Source data:
— Begin —

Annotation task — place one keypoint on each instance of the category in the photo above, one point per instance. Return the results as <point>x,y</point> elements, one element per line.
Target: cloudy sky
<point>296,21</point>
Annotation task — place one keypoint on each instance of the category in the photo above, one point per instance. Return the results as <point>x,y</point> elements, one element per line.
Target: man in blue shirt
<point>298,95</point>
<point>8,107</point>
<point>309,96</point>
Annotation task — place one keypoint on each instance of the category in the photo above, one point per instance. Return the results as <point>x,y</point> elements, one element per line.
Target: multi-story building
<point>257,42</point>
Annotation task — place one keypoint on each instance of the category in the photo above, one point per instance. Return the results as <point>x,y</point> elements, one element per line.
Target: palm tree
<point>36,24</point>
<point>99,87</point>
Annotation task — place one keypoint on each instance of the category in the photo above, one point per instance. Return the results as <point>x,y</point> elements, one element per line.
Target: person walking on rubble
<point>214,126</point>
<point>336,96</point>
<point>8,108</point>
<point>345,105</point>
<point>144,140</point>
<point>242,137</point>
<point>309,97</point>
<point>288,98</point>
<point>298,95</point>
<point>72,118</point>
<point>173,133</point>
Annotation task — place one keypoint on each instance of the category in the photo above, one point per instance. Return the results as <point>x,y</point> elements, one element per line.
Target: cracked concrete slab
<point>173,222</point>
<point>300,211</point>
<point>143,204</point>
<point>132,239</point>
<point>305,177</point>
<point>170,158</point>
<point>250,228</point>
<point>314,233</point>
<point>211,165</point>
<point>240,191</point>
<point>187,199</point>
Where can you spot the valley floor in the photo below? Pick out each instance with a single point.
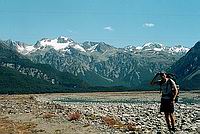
(95, 113)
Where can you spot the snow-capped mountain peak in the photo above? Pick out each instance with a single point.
(179, 49)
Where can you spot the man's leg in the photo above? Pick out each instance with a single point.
(172, 117)
(167, 116)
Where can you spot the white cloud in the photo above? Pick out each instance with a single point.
(109, 28)
(148, 25)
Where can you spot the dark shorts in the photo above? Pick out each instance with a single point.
(166, 106)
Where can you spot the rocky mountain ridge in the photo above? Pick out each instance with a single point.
(101, 64)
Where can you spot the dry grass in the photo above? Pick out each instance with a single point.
(48, 115)
(10, 127)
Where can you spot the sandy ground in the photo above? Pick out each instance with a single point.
(16, 119)
(33, 114)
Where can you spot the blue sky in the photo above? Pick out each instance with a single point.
(116, 22)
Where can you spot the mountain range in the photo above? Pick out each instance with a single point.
(187, 69)
(18, 74)
(101, 64)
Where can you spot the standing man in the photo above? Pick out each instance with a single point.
(169, 93)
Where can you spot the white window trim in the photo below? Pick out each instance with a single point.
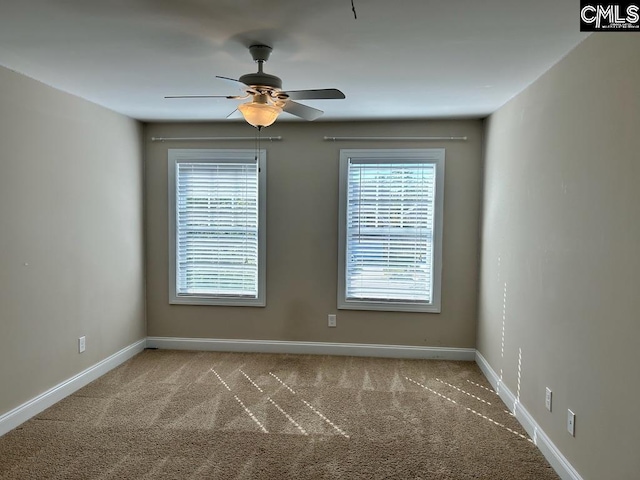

— End —

Task prompt: Could you write out all of the data above as a numbered list, skipping blank lines and leaving out the pictures?

Task answer:
1. Annotation task — place one keypoint on each instance of the category in the photo above, one point per instance. Return the results as <point>x,y</point> elements, one element per line.
2. Target: cloudy sky
3. <point>296,21</point>
4. Annotation task — place one keypoint on each instance of the category in the photo above, one point per instance. Return the results as <point>x,y</point> elements, one element per line.
5. Target: man in blue shirt
6. <point>298,95</point>
7. <point>8,107</point>
8. <point>309,96</point>
9. Annotation task — place one keypoint on each instance of the category in the photo above, one point per instance. Return the results as <point>x,y</point> elements, one element per line.
10. Target: multi-story building
11. <point>257,42</point>
12. Annotation task — place one keypoint on each instance of the category in the photo above, one point per instance. Return the results as <point>x,y</point> elements, one element per line.
13. Target: palm tree
14. <point>36,24</point>
15. <point>99,87</point>
16. Annotation task — place one keypoint on each instance of the category in the photo above, one point per instance. Return the results as <point>x,y</point> elements, one element per line.
17. Target: person walking on rubble
18. <point>214,126</point>
19. <point>336,96</point>
20. <point>8,108</point>
21. <point>345,105</point>
22. <point>144,140</point>
23. <point>242,137</point>
24. <point>309,97</point>
25. <point>288,98</point>
26. <point>298,95</point>
27. <point>72,118</point>
28. <point>173,133</point>
29. Annotation task — place one keypoint on each instance of the category in the photo above, one point per instance. Return the results as <point>x,y</point> elements, one element per line.
30. Target: cracked concrete slab
31. <point>173,222</point>
32. <point>300,211</point>
33. <point>143,204</point>
34. <point>132,239</point>
35. <point>305,177</point>
36. <point>170,158</point>
37. <point>250,228</point>
38. <point>314,233</point>
39. <point>211,165</point>
40. <point>240,191</point>
41. <point>187,199</point>
42. Where can you spot the valley floor in the photo below? Pick out each instance with a single point.
43. (95, 113)
44. Where can you spot the snow-capped mountain peak in the photo above? Pick out each instance with a single point.
45. (179, 49)
46. Where can you spot the man's leg in the photo above? Pick out each instance with a single point.
47. (172, 117)
48. (167, 116)
49. Where can you spot the white cloud in the photo above? Pick out each instance with a single point.
50. (109, 28)
51. (148, 25)
52. Where can you spot the dark shorts in the photo above? Pick out each instance with a single point.
53. (166, 106)
54. Where can you spot the rocky mountain ridge in the photo above? Pick out each instance with a single point.
55. (101, 64)
56. Where can you spot the dry grass in the photo above? Pick out each instance with a single point.
57. (48, 115)
58. (10, 127)
59. Where can you spot the sandy ground in the photo above? Pick out each instance with a single point.
60. (16, 119)
61. (33, 114)
62. Where can you spot the blue sky in the photo above? Pick out each instance with a single point.
63. (116, 22)
64. Where can you spot the mountain range in the photo above? Pick out each instance with a single point.
65. (187, 69)
66. (18, 74)
67. (101, 64)
68. Where can you spot the standing man in the photo above? Pick out each instance with a single point.
69. (169, 93)
70. Where can you spot the white window trim in the photo below? Pick out each instance with a single point.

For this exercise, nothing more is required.